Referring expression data
━━━━━━━━━━━━━━━━
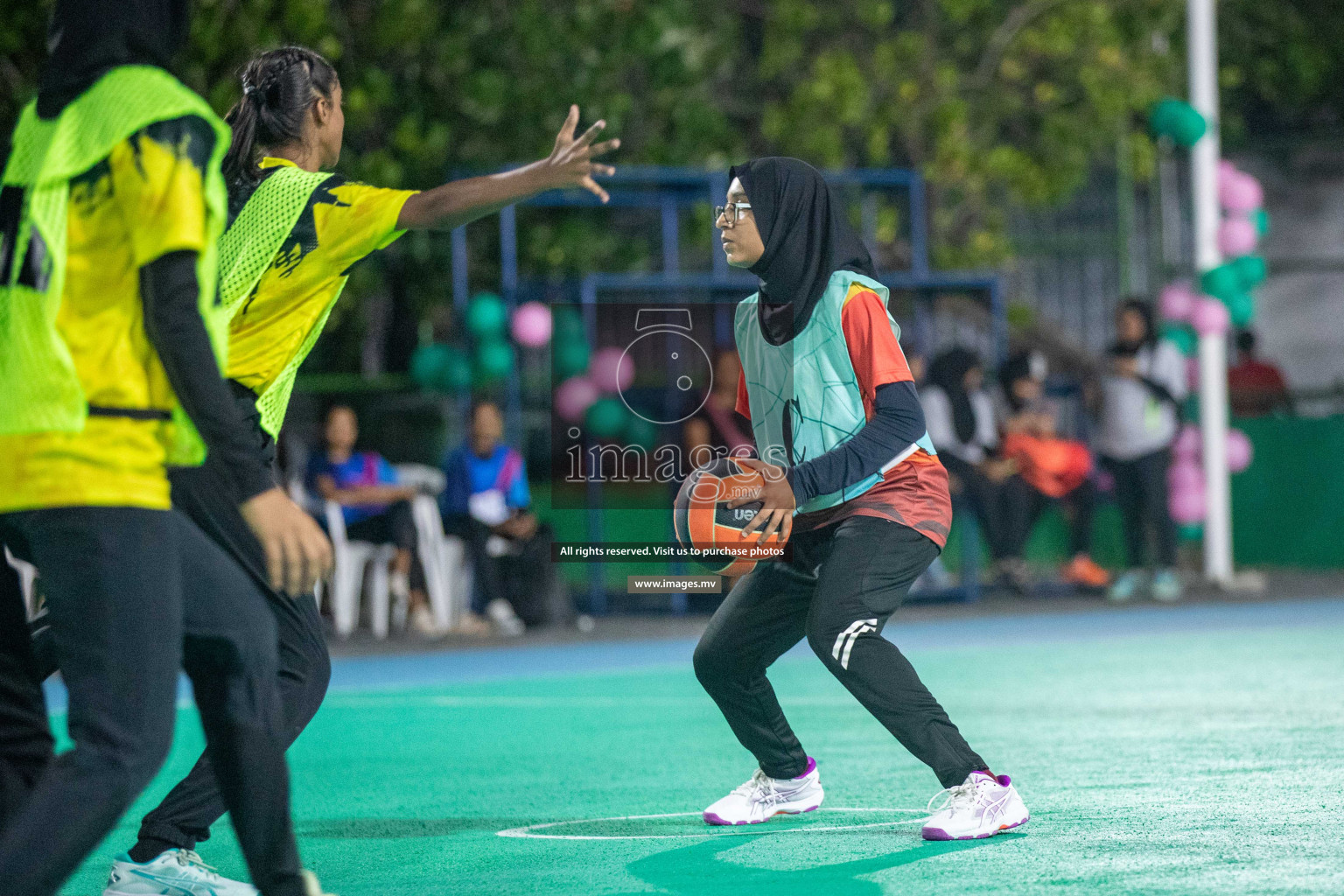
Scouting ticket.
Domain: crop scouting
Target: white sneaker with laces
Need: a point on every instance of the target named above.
(312, 887)
(178, 871)
(762, 798)
(977, 808)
━━━━━━━━━━━━━━━━
▶ [Instructions to follow] Copy the entries above verbatim. Pictures do not belong in the copy.

▶ [Result]
Scouting ticket.
Domain: crop scouting
Target: white sneaker with laces
Need: a point on every instance of the target named above.
(312, 887)
(178, 871)
(762, 798)
(977, 808)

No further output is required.